### [Problem details]
Resume the Dyscovr setup instructions below, picking up right after their last sentence.

ACC,BLCA, etc.). Each of these folders should have its ownlm_input_tablesdirectory containing at least one run folder (see step 2).
Within output_files, create a matching directory with cancer type name, e.g. PanCancer, containing a directory with your run name, e.g. nonsynonymous. This is where your overall output files from Dyscovr will be written. Again, if running per-cancer, you need a nested directory as such: PanCancer/ACC/nonsynonymous/, with a separate directory for each cancer type name you are investigating.
Dyscovr defaults to create histograms of the p-value distribution and coefficient distribution for a given run. Within output_visualizations, create a matching directory with cancer type name, e.g. PanCancer, containing a directory with your run name, e.g. nonsynonymous.
Create input tables for the Dyscovr framework. This is performed in a separate step in order to shorten runtime when multiple variations of Dyscovr (e.g. with varying arguments) are run on the same input data. This step relies on helper functions found in dyscovr_helper_functions.R and creates two types of input files, stored separately to conserve memory: A. Features independent of the target gene: a table with features that are independent of the given target gene (including clinical features and driver-specific features). Only one of these files is created per cancer type. B. Features dependent on the target gene: specifically, target gene expression, mutation status, CNA status, and methylation status. One of these files is created per target gene in consideration.
Dyscovr is run using SLURM job allocation software on a HPC. View the create_dyscovr_input_tables.sh file to adjust arguments as desired. Detailed descriptions of each argument with defaults are found at the top of create_dyscovr_input_tables.R. Default memory allocation is 64GB, and allocating less may cause an out-of-memory error. CPUs-per-task is set to 8 for purposes of multithreading and speed improvements.
Once the batch file is adjusted appropriately, cd to the main Dyscovr directory and call sbatch create_dyscovr_input_tables.sh from the command line.

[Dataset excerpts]

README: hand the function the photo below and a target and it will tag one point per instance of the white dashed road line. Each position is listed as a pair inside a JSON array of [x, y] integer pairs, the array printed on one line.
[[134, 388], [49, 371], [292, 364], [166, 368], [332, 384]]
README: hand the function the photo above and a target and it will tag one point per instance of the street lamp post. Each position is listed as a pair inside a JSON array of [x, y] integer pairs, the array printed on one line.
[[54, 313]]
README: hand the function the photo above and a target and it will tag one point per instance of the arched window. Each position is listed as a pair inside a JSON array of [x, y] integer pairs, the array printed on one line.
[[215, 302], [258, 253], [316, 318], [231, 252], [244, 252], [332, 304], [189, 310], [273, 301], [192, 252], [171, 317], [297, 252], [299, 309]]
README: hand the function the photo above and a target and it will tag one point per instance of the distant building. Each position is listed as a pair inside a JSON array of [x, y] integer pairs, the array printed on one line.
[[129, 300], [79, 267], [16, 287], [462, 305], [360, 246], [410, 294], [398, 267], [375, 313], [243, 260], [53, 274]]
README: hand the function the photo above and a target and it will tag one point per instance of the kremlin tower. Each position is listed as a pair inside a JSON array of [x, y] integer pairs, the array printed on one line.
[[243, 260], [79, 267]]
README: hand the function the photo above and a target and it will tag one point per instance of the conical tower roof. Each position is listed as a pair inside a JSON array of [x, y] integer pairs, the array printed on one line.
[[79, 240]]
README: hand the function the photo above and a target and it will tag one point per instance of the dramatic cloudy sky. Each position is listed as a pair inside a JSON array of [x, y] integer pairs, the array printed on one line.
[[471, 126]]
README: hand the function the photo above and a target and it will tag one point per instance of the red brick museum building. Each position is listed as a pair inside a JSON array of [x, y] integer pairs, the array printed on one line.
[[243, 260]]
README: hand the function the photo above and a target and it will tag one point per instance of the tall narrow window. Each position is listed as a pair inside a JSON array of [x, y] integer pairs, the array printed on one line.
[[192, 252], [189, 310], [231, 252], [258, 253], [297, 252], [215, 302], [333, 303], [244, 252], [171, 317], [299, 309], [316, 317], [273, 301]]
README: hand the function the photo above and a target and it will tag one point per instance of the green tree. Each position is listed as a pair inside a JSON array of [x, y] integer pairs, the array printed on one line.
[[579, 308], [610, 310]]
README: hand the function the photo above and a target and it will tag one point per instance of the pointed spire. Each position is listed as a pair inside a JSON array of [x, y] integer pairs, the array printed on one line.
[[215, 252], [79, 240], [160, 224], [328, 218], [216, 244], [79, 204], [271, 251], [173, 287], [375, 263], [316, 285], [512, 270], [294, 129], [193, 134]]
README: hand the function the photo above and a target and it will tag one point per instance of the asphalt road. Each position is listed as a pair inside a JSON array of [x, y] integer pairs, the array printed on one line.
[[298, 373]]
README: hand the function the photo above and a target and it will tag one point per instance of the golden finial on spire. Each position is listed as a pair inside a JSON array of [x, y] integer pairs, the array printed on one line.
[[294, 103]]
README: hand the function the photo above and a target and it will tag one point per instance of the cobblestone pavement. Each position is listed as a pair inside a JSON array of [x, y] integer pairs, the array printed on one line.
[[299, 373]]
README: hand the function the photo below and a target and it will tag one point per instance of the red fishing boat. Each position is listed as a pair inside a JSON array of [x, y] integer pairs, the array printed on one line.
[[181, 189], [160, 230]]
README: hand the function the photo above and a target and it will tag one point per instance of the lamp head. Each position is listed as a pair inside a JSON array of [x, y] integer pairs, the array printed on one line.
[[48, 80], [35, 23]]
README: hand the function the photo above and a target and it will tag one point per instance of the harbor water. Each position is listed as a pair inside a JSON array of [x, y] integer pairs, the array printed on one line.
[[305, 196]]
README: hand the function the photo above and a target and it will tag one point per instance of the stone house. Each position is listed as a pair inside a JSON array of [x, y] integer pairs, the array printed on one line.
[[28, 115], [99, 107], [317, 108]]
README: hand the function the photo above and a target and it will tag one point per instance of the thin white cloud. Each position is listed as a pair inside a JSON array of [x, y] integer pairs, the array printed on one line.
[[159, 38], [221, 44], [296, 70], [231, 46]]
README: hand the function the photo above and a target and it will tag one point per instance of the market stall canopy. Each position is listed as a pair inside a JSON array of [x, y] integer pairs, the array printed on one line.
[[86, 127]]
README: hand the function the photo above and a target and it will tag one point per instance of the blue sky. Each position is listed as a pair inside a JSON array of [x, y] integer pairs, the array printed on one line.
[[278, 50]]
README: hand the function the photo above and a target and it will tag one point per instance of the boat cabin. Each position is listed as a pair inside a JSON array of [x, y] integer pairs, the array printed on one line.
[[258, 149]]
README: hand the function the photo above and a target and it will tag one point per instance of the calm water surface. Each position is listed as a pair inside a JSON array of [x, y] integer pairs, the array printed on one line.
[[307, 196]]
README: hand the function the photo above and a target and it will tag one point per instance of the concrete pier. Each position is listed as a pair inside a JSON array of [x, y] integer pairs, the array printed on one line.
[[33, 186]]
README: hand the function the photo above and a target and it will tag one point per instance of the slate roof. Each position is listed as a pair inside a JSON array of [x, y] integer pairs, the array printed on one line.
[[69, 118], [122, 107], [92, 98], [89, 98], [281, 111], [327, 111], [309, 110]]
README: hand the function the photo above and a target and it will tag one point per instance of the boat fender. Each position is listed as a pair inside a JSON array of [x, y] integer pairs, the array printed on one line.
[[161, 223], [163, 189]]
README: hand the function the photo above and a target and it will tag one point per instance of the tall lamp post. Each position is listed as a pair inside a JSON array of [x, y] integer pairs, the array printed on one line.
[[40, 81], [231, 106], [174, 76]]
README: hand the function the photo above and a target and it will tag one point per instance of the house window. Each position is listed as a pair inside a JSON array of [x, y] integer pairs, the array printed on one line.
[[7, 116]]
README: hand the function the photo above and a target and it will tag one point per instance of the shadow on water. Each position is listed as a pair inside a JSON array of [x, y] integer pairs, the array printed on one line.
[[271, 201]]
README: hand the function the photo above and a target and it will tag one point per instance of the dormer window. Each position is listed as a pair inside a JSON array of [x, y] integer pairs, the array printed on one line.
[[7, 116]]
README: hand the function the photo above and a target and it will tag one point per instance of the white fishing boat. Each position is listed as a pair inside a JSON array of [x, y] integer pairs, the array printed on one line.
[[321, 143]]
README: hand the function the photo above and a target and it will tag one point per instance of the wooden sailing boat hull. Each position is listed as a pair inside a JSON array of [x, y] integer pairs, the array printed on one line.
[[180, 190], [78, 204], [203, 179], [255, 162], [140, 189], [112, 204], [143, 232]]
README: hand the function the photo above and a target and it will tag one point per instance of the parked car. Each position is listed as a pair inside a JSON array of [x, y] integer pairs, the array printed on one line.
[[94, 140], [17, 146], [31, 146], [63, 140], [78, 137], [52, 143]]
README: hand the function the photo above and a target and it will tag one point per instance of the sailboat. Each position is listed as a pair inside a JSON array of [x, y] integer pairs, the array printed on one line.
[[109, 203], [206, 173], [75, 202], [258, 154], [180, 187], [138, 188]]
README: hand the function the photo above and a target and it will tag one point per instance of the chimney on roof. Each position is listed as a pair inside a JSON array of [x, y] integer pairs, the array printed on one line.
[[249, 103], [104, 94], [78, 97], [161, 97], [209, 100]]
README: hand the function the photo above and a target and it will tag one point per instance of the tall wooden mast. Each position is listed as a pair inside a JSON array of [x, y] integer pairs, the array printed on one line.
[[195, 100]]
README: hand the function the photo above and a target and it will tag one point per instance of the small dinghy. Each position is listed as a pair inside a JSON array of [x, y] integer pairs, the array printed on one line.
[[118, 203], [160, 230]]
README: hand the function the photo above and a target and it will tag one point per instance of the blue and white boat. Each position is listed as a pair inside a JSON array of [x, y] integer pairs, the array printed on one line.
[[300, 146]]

### [Reply]
The dyscovr.R file runs an individual regression per target gene, and for each target gene, binds together the two types of input files (the target-independent feature file and the target-specific feature file, see 'Input Files') to use as input to regression. This file outputs merged data tables, consisting of regression output from all target genes together. This included uncorrected output (no ID conversion, no multiple hypothesis testing correction, and all feature results included) as well as corrected output for only driver mutation (_MUT) or CNA (_CNA) features, with driver-target pairings ordered by q-value. Variables excluded during multicollinearity checks are output to a separate file.
Dyscovr is run using SLURM job allocation software on a HPC. View the run_dyscovr.sh file to adjust arguments as desired. Detailed descriptions of each argument with defaults are found at the top of dyscovr.R. Default memory allocation is 64GB, and allocating less may cause an out-of-memory error. CPUs-per-task is set to 8 for purposes of multithreading and speed improvements.
Once the batch file is adjusted appropriately, cd to the main Dyscovr directory and call sbatch run_dyscovr.sh from the command line. Outfiles will be found in the directories you created in 'Create Directory Hierarchies...' and specified in the arguments of run_dyscovr.sh.
NOTE: When running on all genes in the human genome as targets, run on multiple, smaller input files for memory purposes (allgene_targets_pt1.csv, allgene_targets_pt2.csv, etc.). Post-processing is required to bind these results files back together and perform multiple hypothesis testing correction on the full set of tests; see recombine_multipart_output.R.